***** SUPPLIED ENTRIES

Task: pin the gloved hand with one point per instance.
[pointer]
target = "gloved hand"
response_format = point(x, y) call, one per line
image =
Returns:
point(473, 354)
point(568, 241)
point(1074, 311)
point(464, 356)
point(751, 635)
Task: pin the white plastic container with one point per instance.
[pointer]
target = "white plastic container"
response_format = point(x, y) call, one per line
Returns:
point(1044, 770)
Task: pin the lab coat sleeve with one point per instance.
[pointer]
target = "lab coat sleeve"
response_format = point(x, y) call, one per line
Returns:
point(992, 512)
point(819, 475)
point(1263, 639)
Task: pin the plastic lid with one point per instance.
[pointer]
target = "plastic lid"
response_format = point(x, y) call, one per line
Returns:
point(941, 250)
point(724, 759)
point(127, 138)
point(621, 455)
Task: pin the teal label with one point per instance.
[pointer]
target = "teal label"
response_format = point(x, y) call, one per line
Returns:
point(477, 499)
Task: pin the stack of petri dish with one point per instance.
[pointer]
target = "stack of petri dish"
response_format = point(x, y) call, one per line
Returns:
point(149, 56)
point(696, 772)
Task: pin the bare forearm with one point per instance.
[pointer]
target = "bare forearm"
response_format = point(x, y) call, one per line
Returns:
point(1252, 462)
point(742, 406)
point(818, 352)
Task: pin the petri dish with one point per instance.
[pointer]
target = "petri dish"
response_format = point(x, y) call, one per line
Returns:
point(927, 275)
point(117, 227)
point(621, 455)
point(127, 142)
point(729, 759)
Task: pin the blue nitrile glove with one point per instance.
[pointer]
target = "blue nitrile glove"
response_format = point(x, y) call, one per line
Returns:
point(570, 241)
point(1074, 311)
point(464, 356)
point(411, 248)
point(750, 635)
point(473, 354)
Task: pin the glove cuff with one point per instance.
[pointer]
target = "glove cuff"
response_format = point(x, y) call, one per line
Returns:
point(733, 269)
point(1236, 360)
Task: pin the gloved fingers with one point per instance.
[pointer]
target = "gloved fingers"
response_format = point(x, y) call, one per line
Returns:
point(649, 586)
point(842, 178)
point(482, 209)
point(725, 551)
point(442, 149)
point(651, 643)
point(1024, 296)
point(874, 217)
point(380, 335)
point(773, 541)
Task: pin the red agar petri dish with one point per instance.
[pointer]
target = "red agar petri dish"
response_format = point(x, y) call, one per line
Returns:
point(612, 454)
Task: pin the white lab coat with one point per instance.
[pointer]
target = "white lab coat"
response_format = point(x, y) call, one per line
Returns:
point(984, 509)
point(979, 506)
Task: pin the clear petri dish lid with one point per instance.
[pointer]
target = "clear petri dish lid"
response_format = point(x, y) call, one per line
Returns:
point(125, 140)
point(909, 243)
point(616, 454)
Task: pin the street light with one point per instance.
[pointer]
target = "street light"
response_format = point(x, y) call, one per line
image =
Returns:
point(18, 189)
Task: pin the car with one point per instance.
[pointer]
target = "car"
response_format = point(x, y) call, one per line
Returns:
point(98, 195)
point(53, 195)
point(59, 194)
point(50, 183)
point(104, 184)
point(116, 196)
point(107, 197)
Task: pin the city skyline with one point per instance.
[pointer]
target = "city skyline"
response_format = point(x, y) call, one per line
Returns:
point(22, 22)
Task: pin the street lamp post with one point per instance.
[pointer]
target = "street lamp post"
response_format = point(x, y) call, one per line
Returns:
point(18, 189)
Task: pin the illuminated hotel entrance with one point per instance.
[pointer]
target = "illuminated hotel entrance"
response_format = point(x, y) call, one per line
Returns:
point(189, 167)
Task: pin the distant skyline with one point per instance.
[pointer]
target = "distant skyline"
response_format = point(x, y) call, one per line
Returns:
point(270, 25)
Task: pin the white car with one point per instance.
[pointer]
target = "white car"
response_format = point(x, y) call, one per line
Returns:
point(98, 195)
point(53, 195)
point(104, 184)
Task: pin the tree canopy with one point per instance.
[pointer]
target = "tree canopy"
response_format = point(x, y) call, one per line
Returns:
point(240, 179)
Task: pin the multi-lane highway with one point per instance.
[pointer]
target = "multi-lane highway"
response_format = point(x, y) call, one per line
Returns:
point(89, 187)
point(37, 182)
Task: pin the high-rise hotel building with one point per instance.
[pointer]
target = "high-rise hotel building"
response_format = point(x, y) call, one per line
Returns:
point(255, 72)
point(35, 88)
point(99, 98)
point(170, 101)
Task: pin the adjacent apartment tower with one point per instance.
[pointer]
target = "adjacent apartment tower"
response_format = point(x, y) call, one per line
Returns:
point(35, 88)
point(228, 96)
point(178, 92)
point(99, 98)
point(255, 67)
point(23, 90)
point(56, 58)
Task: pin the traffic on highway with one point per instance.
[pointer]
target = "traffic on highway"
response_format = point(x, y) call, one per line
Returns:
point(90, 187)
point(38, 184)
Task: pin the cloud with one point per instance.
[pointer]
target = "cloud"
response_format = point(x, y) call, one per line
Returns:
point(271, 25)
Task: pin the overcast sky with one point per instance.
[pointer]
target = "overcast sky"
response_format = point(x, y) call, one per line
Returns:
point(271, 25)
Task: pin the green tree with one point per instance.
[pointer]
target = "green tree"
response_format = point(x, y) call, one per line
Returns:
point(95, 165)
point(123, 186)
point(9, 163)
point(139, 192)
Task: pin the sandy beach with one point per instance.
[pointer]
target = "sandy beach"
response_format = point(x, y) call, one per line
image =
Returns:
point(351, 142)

**********

WORK INSTRUCTIONS. Replace "pin" with "mark" throughout the items above, and keep every other part of them the same.

EXERCISE RESULT.
Task: mark the gloved hand with one point per instance.
[pointer]
target = "gloved hand"
response_format = point(x, y) call, one per line
image =
Returns:
point(473, 354)
point(568, 241)
point(1074, 311)
point(464, 356)
point(751, 635)
Task: mark the white plastic container with one point per instance.
[pointer]
target = "white plastic container"
response_format = point(x, y) call, one per line
Returns:
point(1044, 770)
Task: mark the lab coat sleeve with one point per instance.
[pointer]
target = "lab coat sleeve"
response_format = point(x, y) call, one per line
Returns:
point(992, 512)
point(819, 475)
point(1263, 639)
Task: mark the plastic lid with one point per instance.
[pointer]
target = "plastic lid"
response_format = point(x, y) call, one per line
Returns:
point(941, 250)
point(724, 759)
point(127, 138)
point(621, 455)
Task: mark the teal label with one point per instance.
[pointer]
target = "teal label"
response_format = point(x, y) call, one per line
Returns:
point(477, 499)
Task: mark the stack of petri dish with one point per instance.
[pointer]
target = "stack of petri dish"
response_format = point(x, y) call, one per line
Returns:
point(149, 56)
point(696, 772)
Task: mark the bare forearm with one point per instance.
[pointer]
target = "bare forearm"
response_format = point(x, y) call, one per line
Returns:
point(1252, 462)
point(742, 406)
point(818, 352)
Task: mark the petri dish with one point per instance.
[pointer]
target = "petri dish"
response_format = point(x, y) call, one per line
Returns:
point(927, 275)
point(117, 227)
point(621, 455)
point(127, 142)
point(729, 759)
Task: mark the blue nitrile glove with one point per instance.
[pointer]
target = "blue nitrile glove"
response_format = point(x, y) call, one per line
Returns:
point(570, 241)
point(1074, 311)
point(464, 356)
point(411, 248)
point(750, 635)
point(473, 354)
Task: mark the glove cuff with one point per instance.
[pointer]
target = "glove cuff"
response_format = point(x, y) call, one per line
Returns:
point(733, 269)
point(1236, 360)
Task: mark the gloved fingers with one point per instance.
[pointer]
target = "gloved fingers"
response_format = point(x, y) call, one per line
Returns:
point(649, 586)
point(842, 178)
point(482, 209)
point(725, 551)
point(442, 149)
point(651, 643)
point(1024, 296)
point(874, 217)
point(380, 335)
point(773, 541)
Task: mark the red agar petri dish with one point per instance.
[pointer]
target = "red agar petri dish"
response_format = point(x, y) call, one per line
Returns:
point(612, 454)
Task: mark the white lab coat with one point per instance.
[pointer]
target = "white lab coat"
response_format = point(x, y) call, one per line
Returns:
point(984, 509)
point(979, 506)
Task: mark the clear petri dish lid with one point per instance.
[pointer]
target = "clear petri dish lid"
response_format = point(x, y) call, one per line
Returns:
point(125, 140)
point(909, 243)
point(616, 454)
Task: mark the street light with one point per instance.
[pointer]
target = "street light"
response_format = point(x, y) call, one per line
image =
Returns:
point(18, 189)
Task: mark the car with one point per instance.
[pointer]
target = "car"
response_format = point(x, y) call, one per line
Returns:
point(98, 195)
point(53, 195)
point(59, 194)
point(50, 183)
point(104, 184)
point(116, 196)
point(107, 197)
Task: mark the city skyline with one point per instance.
[pointer]
target = "city skyline"
response_format = point(x, y) call, one per line
Returns:
point(22, 22)
Task: mark the street lamp post with one point per instance.
[pointer]
target = "street lamp post"
response_format = point(x, y) call, one per line
Returns:
point(18, 189)
Task: mark the illuminated hotel entrance with one point per instance.
[pointer]
target = "illuminated hotel entrance"
response_format = point(x, y) call, one per line
Returns:
point(189, 167)
Task: mark the distant skyline with one point per instance.
[pointer]
target = "distant skyline"
response_format = point(x, y) call, one per line
Returns:
point(270, 25)
Task: mark the white car with one point per instance.
[pointer]
target = "white car"
response_format = point(x, y) call, one per line
Returns:
point(98, 195)
point(53, 195)
point(104, 184)
Task: mark the tree canopy with one point per instance.
[pointer]
target = "tree canopy"
response_format = point(x, y) call, one per line
Returns:
point(240, 179)
Task: mark the multi-lane highway with one point per instance.
[pointer]
target = "multi-lane highway"
response_format = point(x, y) call, one per line
Returns:
point(89, 187)
point(37, 182)
Task: mark the high-rise hotel building with one point per instance.
[pointer]
target = "high-rise hotel building"
response_format = point(x, y) call, one per line
Returns:
point(255, 72)
point(35, 88)
point(99, 98)
point(170, 101)
Task: mark the adjacent apartment tower with one point per instance.
[pointer]
target = "adjacent apartment tower"
response_format = point(x, y) call, one per line
Returns:
point(35, 88)
point(228, 96)
point(178, 92)
point(99, 98)
point(255, 67)
point(23, 90)
point(56, 58)
Task: mark the traffic on highway with one point per instance.
[pointer]
target = "traffic on highway"
response_format = point(x, y) call, one per line
Returns:
point(90, 187)
point(38, 184)
Task: mark the cloud with one point per instance.
[pointer]
target = "cloud"
response_format = point(x, y) call, one per line
Returns:
point(271, 25)
Task: mark the overcast sky with one point per instance.
[pointer]
target = "overcast sky"
response_format = point(x, y) call, one per line
Returns:
point(271, 25)
Task: mark the green tree with one point per instance.
[pointer]
target = "green tree"
response_format = point(x, y) call, one per line
Returns:
point(95, 165)
point(123, 186)
point(9, 163)
point(139, 192)
Task: mark the sandy beach with one point per instance.
[pointer]
target = "sandy beach"
response_format = point(x, y) call, one per line
image =
Returns:
point(351, 142)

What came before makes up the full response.